#### EXERCISE MATERIAL

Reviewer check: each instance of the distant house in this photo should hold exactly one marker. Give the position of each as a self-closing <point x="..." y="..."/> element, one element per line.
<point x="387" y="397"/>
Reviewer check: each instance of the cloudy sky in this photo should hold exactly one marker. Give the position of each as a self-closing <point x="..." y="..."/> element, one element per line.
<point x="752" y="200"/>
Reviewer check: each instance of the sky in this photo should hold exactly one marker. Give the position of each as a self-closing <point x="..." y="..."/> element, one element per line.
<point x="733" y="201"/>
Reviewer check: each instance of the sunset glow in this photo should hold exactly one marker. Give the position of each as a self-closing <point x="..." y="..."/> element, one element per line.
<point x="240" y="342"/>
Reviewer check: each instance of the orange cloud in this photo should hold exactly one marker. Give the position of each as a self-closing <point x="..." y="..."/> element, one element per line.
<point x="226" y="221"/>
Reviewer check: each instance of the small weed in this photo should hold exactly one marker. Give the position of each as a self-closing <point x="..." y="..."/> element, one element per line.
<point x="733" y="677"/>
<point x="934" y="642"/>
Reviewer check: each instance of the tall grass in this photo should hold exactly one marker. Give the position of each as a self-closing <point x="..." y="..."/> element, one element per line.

########

PROBLEM STATEMENT. In the entries, the line containing "Reviewer check: each instance of the orange" and every line after it through the last are to be duplicated exactly, and no other line is to be included.

PROBLEM SOLUTION.
Reviewer check: each instance of the orange cloud in this photo should hold exactly one marker. Give the position of each as a self-closing <point x="..." y="..."/> element, one element per line.
<point x="226" y="221"/>
Reviewer check: each instance of the small weed in this photo should hold exactly one marker. Give the position of each as a self-closing <point x="..." y="..."/> element, one element per line.
<point x="733" y="677"/>
<point x="934" y="642"/>
Reviewer check: each instance of the tall grass in this photo should hold exactly one marker. Give the position of each as a self-closing <point x="..." y="..."/> element, one element per line.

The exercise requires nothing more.